### Consigna
Cuenta cuántas líneas del material de abajo contienen la cadena "parsley", distinguiendo entre mayúsculas y minúsculas. Responde, por favor, solo con el número.

### Material proporcionado
####

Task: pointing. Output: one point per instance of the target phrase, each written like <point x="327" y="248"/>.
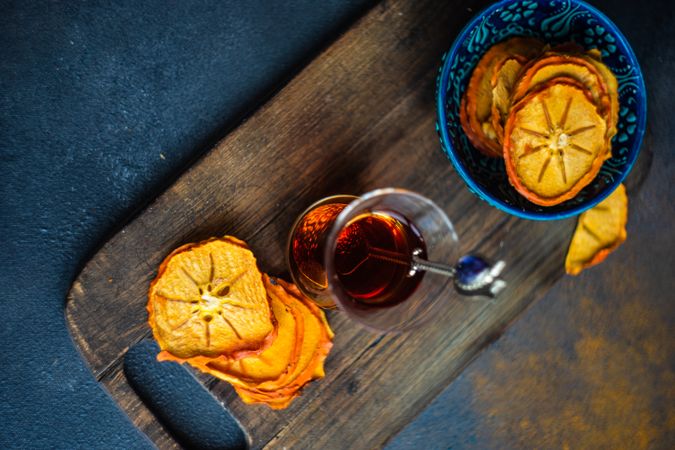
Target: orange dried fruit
<point x="600" y="230"/>
<point x="316" y="342"/>
<point x="503" y="80"/>
<point x="555" y="65"/>
<point x="208" y="300"/>
<point x="554" y="142"/>
<point x="613" y="91"/>
<point x="477" y="121"/>
<point x="269" y="366"/>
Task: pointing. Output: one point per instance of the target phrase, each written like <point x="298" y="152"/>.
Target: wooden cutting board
<point x="358" y="117"/>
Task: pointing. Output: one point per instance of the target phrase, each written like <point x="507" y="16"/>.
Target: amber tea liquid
<point x="372" y="258"/>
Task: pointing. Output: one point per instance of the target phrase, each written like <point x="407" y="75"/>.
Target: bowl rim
<point x="448" y="148"/>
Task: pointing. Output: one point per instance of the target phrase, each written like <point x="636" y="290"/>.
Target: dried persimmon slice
<point x="554" y="142"/>
<point x="600" y="230"/>
<point x="207" y="300"/>
<point x="478" y="94"/>
<point x="554" y="65"/>
<point x="315" y="346"/>
<point x="271" y="365"/>
<point x="503" y="81"/>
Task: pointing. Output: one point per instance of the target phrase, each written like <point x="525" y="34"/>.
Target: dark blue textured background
<point x="100" y="107"/>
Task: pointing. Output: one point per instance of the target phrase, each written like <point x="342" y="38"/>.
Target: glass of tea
<point x="370" y="256"/>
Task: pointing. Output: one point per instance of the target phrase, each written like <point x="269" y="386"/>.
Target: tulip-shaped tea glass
<point x="382" y="258"/>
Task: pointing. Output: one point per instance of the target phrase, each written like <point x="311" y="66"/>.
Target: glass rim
<point x="343" y="219"/>
<point x="289" y="242"/>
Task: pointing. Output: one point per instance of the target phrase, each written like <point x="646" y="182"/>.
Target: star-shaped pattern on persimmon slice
<point x="558" y="139"/>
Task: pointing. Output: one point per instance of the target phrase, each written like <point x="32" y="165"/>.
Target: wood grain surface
<point x="358" y="117"/>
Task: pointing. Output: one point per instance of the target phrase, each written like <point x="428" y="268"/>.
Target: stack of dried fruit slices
<point x="211" y="307"/>
<point x="550" y="112"/>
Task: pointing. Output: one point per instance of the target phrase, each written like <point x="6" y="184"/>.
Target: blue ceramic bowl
<point x="553" y="21"/>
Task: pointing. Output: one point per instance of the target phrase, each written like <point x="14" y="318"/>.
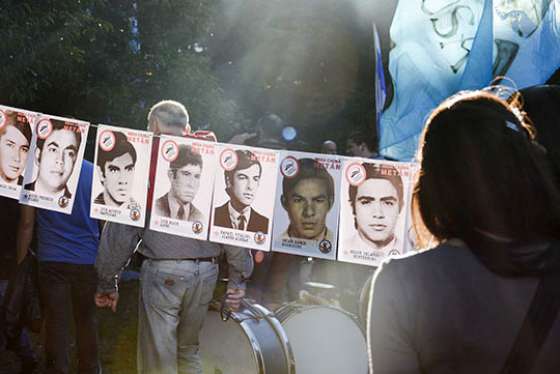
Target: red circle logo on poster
<point x="107" y="140"/>
<point x="289" y="167"/>
<point x="44" y="128"/>
<point x="228" y="159"/>
<point x="170" y="150"/>
<point x="355" y="174"/>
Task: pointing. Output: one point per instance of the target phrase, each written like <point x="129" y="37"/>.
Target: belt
<point x="196" y="260"/>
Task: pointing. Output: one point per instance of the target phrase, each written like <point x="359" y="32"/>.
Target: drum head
<point x="225" y="348"/>
<point x="325" y="340"/>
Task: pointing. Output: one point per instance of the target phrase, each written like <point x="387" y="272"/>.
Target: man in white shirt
<point x="376" y="205"/>
<point x="242" y="184"/>
<point x="184" y="175"/>
<point x="56" y="156"/>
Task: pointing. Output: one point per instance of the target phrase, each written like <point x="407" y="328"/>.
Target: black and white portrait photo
<point x="245" y="182"/>
<point x="184" y="182"/>
<point x="306" y="210"/>
<point x="54" y="166"/>
<point x="374" y="215"/>
<point x="122" y="161"/>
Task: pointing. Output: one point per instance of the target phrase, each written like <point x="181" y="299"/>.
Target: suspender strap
<point x="536" y="326"/>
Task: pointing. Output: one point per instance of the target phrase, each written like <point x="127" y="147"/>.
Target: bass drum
<point x="365" y="294"/>
<point x="249" y="341"/>
<point x="324" y="339"/>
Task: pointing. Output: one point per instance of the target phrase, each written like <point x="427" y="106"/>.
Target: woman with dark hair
<point x="474" y="304"/>
<point x="542" y="104"/>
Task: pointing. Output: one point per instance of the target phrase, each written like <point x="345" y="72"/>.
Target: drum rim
<point x="296" y="306"/>
<point x="282" y="336"/>
<point x="257" y="351"/>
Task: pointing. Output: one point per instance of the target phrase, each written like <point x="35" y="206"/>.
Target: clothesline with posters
<point x="316" y="205"/>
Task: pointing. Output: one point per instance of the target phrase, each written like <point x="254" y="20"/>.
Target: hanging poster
<point x="183" y="188"/>
<point x="375" y="205"/>
<point x="307" y="204"/>
<point x="120" y="177"/>
<point x="243" y="202"/>
<point x="53" y="168"/>
<point x="16" y="133"/>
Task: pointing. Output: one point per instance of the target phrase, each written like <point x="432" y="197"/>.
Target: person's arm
<point x="116" y="245"/>
<point x="390" y="324"/>
<point x="240" y="268"/>
<point x="25" y="231"/>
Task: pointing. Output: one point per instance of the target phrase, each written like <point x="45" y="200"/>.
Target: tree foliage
<point x="87" y="59"/>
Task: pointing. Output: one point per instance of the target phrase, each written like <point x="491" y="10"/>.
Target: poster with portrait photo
<point x="121" y="174"/>
<point x="16" y="136"/>
<point x="243" y="201"/>
<point x="375" y="204"/>
<point x="54" y="163"/>
<point x="183" y="189"/>
<point x="307" y="204"/>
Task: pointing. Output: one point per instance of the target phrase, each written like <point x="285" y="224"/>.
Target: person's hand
<point x="234" y="297"/>
<point x="242" y="138"/>
<point x="107" y="300"/>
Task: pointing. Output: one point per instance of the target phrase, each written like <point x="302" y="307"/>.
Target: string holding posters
<point x="16" y="132"/>
<point x="375" y="201"/>
<point x="121" y="174"/>
<point x="243" y="202"/>
<point x="183" y="188"/>
<point x="307" y="204"/>
<point x="54" y="164"/>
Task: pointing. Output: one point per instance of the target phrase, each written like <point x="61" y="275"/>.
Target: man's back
<point x="61" y="235"/>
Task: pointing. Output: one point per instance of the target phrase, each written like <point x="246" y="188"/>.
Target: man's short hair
<point x="58" y="125"/>
<point x="20" y="122"/>
<point x="361" y="137"/>
<point x="245" y="159"/>
<point x="169" y="113"/>
<point x="308" y="169"/>
<point x="185" y="157"/>
<point x="122" y="147"/>
<point x="271" y="125"/>
<point x="379" y="171"/>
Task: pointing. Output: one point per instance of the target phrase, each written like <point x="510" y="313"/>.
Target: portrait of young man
<point x="376" y="206"/>
<point x="15" y="139"/>
<point x="115" y="169"/>
<point x="242" y="184"/>
<point x="55" y="157"/>
<point x="184" y="175"/>
<point x="308" y="197"/>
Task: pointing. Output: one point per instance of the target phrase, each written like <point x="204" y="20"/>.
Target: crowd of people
<point x="487" y="197"/>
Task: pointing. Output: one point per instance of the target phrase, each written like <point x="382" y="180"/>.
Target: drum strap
<point x="536" y="326"/>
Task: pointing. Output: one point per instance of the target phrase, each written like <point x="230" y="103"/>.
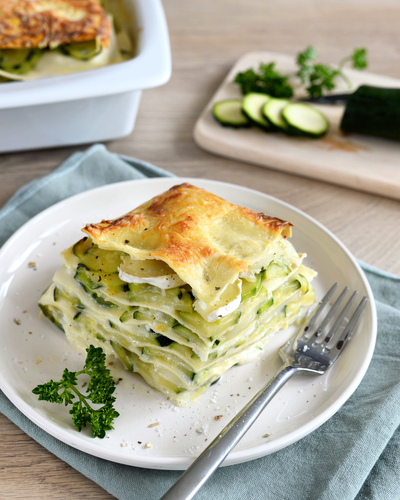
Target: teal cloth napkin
<point x="355" y="455"/>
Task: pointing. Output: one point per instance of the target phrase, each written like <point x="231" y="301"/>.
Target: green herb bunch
<point x="321" y="77"/>
<point x="317" y="77"/>
<point x="99" y="392"/>
<point x="267" y="81"/>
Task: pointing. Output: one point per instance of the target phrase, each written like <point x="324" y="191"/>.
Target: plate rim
<point x="180" y="463"/>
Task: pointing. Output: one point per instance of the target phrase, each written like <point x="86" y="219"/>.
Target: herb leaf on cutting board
<point x="317" y="77"/>
<point x="266" y="81"/>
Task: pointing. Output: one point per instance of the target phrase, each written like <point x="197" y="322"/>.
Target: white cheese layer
<point x="211" y="315"/>
<point x="163" y="282"/>
<point x="53" y="63"/>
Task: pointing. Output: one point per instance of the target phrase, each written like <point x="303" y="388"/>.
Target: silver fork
<point x="309" y="350"/>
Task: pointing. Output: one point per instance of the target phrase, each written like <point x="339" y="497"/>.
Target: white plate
<point x="34" y="351"/>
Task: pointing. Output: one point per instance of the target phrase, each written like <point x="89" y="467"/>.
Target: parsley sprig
<point x="266" y="80"/>
<point x="317" y="77"/>
<point x="99" y="392"/>
<point x="321" y="77"/>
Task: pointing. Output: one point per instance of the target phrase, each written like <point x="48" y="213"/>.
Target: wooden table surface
<point x="207" y="37"/>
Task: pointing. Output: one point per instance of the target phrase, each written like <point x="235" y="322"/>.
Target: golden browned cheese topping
<point x="49" y="23"/>
<point x="206" y="240"/>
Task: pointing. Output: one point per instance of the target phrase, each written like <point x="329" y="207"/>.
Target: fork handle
<point x="204" y="466"/>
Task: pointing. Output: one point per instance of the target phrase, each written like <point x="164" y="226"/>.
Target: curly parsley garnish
<point x="99" y="391"/>
<point x="321" y="77"/>
<point x="317" y="77"/>
<point x="267" y="81"/>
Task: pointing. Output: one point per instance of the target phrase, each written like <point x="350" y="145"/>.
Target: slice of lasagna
<point x="46" y="37"/>
<point x="180" y="289"/>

####

### Solución
2